• Task brief:
Gather every line in the rows below that contains the string "tooth" and copy each of them out.

########################################

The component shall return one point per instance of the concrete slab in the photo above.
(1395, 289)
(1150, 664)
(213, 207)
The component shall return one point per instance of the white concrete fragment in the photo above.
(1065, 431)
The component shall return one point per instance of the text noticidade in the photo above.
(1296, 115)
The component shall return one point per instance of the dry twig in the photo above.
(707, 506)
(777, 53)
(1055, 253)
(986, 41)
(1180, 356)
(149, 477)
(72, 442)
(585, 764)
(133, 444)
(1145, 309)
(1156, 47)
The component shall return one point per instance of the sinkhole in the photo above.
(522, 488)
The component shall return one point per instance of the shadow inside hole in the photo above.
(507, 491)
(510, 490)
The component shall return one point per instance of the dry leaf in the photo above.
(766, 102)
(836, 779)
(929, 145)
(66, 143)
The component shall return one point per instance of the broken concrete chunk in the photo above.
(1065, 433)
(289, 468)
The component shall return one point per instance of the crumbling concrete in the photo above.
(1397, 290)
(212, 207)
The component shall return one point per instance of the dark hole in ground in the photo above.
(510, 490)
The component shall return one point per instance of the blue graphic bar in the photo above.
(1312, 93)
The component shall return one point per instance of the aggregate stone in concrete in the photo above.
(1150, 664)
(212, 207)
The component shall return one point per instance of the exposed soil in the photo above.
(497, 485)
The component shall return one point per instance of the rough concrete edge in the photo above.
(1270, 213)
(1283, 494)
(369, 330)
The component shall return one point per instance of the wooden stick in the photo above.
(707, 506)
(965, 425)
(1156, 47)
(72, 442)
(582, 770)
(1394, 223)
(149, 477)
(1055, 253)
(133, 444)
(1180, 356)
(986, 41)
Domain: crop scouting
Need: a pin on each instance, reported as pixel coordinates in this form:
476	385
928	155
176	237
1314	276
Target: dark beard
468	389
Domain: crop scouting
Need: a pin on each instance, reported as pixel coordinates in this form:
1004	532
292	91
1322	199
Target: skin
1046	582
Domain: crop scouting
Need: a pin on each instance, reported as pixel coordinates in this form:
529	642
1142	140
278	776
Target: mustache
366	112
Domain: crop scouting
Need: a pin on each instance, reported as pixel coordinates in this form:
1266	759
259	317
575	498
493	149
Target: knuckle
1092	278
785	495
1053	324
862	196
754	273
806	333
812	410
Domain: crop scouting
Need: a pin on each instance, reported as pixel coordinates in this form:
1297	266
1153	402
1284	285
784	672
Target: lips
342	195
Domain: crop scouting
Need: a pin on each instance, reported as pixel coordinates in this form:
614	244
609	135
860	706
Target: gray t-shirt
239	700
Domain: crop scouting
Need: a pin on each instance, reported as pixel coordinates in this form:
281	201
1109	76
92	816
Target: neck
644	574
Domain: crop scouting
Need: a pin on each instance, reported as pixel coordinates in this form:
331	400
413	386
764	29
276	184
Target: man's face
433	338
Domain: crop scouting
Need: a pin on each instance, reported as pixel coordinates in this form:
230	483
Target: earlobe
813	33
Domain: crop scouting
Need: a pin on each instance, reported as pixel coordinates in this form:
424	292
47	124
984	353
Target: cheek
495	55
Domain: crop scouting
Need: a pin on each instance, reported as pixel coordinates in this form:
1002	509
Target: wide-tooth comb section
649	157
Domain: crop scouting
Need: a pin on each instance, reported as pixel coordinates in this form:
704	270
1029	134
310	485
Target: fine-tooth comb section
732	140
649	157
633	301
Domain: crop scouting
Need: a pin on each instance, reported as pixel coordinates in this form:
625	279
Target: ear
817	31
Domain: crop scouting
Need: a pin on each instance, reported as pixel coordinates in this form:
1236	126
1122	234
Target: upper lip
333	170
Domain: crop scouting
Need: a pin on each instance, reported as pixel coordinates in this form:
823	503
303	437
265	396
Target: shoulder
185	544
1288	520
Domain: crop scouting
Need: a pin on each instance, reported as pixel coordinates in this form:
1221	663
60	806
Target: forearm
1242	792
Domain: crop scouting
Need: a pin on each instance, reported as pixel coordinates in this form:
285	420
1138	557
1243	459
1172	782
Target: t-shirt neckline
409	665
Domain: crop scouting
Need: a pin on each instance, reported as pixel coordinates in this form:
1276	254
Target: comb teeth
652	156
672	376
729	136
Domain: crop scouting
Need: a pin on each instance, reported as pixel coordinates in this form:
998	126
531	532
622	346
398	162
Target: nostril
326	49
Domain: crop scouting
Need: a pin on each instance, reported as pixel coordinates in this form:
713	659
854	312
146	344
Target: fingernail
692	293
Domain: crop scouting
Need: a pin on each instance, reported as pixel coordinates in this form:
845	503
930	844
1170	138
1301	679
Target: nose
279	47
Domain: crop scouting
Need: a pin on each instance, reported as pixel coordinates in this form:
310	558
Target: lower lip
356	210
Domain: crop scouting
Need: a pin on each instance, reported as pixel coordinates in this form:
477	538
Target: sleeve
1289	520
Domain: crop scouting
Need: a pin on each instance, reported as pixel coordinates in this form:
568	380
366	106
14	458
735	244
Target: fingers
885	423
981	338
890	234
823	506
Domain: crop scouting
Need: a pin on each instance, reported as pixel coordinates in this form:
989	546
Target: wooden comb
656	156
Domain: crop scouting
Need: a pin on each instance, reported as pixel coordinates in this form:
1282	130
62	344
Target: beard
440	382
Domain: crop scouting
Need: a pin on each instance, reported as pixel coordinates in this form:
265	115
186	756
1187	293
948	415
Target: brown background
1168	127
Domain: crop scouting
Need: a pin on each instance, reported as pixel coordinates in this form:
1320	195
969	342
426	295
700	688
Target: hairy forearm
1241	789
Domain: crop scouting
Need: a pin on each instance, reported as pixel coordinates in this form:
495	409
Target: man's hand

########################################

• Answer to this exercise:
Target: wide-tooth comb section
Target: fine-tooth comb section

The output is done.